_TASK DESCRIPTION_: Write out exactly the lines from the one containing "Given the image" through the last line of the records below, including both.

━━ DATA FOR THE TASK ━━

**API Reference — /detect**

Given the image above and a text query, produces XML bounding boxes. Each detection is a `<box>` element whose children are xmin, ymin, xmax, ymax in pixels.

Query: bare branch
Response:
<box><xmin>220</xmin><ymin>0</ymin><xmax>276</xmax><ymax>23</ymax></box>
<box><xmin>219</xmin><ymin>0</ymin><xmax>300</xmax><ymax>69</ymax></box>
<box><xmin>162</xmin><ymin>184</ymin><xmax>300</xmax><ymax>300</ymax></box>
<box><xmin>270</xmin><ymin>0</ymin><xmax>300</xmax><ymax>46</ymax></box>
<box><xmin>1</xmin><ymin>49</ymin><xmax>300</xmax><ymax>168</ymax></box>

━━━

_SOLVED PROBLEM_:
Given the image above and a text query, produces XML bounding boxes. Each detection is a `<box>` element whose children are xmin, ymin, xmax, ymax in pixels.

Query: bare branch
Response:
<box><xmin>220</xmin><ymin>0</ymin><xmax>276</xmax><ymax>23</ymax></box>
<box><xmin>219</xmin><ymin>0</ymin><xmax>300</xmax><ymax>69</ymax></box>
<box><xmin>162</xmin><ymin>184</ymin><xmax>300</xmax><ymax>300</ymax></box>
<box><xmin>270</xmin><ymin>0</ymin><xmax>300</xmax><ymax>46</ymax></box>
<box><xmin>1</xmin><ymin>49</ymin><xmax>300</xmax><ymax>168</ymax></box>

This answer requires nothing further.